§ **Assignment**
Lift out each line of the data that holds "pickup".

START The data

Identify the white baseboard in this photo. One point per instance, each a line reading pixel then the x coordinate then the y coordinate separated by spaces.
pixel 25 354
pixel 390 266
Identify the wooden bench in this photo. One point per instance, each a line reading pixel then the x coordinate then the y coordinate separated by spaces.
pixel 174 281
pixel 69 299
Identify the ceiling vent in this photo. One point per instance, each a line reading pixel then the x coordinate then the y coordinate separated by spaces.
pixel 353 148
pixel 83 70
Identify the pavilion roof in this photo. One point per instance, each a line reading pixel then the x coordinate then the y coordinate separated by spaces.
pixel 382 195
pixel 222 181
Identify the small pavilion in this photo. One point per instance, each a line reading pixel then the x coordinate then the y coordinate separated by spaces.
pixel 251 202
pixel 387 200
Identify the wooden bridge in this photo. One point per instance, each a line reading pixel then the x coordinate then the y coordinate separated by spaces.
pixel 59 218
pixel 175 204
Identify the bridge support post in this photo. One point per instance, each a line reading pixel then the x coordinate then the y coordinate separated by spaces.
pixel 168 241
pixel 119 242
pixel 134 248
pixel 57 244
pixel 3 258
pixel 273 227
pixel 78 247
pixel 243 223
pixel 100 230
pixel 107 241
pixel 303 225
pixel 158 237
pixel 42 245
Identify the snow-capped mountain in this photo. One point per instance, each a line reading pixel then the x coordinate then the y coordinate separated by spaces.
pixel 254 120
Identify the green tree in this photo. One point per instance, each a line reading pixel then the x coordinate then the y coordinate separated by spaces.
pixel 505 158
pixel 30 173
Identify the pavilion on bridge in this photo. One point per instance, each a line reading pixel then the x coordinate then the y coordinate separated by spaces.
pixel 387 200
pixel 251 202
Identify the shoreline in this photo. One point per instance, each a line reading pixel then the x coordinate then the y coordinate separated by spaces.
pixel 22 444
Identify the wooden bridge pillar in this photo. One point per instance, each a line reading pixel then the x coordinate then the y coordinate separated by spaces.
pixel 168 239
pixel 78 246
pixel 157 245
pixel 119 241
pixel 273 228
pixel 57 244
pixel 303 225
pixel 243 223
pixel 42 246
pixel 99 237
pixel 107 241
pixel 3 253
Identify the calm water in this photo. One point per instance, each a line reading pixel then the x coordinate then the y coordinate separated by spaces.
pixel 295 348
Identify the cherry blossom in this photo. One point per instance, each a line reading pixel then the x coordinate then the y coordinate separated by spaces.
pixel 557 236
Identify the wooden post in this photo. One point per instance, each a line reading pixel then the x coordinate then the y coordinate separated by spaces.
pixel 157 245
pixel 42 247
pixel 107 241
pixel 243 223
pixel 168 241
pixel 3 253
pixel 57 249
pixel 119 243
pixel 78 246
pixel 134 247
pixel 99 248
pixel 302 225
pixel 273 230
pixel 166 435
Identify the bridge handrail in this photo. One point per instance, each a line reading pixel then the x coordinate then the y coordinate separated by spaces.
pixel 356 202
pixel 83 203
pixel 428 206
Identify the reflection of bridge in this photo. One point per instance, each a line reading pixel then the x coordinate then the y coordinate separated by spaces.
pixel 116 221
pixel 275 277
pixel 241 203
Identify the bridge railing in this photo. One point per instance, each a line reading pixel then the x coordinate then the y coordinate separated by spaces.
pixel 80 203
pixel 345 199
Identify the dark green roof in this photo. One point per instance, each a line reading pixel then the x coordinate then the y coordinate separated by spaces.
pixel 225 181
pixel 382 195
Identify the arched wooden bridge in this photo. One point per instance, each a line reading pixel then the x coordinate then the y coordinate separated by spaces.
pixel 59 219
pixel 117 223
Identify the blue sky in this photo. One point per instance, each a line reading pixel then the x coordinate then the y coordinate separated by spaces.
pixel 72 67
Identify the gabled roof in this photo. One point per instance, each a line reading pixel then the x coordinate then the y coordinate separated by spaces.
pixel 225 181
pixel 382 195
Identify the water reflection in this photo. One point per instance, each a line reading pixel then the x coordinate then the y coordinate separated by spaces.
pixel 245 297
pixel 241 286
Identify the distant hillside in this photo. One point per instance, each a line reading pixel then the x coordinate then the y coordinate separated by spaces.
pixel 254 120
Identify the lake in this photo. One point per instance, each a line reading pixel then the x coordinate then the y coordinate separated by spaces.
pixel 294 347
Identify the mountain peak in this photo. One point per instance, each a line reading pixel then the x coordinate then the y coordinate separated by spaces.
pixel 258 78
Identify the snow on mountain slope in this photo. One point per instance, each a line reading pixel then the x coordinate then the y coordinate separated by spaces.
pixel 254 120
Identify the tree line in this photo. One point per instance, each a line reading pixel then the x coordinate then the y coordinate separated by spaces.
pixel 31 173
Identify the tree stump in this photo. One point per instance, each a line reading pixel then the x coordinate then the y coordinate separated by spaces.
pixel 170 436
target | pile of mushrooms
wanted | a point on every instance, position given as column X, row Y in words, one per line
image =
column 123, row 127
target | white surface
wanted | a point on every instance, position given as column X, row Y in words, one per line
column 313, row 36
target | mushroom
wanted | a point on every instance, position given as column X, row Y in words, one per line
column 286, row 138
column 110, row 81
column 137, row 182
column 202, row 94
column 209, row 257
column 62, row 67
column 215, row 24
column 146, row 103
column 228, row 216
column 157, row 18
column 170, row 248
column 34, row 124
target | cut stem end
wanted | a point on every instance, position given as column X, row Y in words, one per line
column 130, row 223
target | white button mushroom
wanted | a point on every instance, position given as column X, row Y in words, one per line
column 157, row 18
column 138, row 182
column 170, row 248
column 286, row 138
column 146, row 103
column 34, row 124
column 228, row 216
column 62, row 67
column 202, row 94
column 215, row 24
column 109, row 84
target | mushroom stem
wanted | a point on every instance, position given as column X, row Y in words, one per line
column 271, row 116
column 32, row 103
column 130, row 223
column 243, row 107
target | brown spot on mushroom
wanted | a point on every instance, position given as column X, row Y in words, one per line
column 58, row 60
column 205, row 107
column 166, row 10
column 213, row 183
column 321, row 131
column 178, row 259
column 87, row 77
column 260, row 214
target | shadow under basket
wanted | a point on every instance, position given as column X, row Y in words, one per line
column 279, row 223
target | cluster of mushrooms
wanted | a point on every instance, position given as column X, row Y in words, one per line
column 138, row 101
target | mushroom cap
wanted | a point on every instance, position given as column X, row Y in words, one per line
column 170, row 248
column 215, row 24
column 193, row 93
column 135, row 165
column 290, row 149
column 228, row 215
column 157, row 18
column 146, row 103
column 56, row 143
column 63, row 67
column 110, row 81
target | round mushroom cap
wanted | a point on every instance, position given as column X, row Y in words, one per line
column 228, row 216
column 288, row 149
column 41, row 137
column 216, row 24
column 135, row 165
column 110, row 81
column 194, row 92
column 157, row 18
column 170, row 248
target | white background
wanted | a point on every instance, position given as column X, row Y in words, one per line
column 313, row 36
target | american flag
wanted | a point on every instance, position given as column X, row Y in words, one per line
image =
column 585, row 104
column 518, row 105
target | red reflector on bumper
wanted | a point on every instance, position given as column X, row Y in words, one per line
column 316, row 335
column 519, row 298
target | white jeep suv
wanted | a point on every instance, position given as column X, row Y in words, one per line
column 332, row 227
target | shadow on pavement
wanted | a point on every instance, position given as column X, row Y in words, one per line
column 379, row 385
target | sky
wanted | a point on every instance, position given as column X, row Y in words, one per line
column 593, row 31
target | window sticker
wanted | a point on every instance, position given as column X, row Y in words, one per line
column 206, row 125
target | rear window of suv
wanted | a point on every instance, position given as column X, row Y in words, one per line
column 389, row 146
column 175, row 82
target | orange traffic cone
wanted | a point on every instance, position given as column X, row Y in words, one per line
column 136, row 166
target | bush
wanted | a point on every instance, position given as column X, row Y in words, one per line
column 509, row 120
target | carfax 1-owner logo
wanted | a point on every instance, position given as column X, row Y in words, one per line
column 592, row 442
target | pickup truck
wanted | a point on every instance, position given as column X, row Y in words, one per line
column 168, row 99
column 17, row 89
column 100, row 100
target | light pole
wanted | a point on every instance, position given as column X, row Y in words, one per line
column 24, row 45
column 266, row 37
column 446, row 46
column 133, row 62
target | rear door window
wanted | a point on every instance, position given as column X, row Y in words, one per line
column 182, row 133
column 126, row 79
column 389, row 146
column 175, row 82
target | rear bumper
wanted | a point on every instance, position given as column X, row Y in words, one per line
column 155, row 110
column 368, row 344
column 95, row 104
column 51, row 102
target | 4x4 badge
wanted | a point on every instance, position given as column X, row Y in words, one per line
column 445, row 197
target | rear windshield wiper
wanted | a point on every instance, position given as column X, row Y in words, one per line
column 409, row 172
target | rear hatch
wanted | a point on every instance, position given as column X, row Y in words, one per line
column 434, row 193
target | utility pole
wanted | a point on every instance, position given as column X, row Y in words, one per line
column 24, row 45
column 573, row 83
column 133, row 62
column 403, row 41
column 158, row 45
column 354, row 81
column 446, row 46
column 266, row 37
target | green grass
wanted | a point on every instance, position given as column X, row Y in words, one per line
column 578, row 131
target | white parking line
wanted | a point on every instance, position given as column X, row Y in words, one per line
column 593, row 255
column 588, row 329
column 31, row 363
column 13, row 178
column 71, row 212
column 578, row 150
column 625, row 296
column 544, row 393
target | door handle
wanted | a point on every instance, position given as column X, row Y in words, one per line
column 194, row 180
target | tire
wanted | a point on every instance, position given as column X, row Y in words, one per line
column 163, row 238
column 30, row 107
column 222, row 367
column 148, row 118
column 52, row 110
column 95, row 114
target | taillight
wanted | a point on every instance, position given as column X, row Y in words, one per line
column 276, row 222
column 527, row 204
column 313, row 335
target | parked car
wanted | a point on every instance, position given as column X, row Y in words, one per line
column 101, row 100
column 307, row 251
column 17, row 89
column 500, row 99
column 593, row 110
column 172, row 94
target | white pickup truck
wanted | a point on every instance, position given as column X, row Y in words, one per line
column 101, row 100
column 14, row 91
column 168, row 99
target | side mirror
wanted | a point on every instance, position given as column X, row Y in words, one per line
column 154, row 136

END The data

§ **Written response**
target | pickup truck
target | white pickup truck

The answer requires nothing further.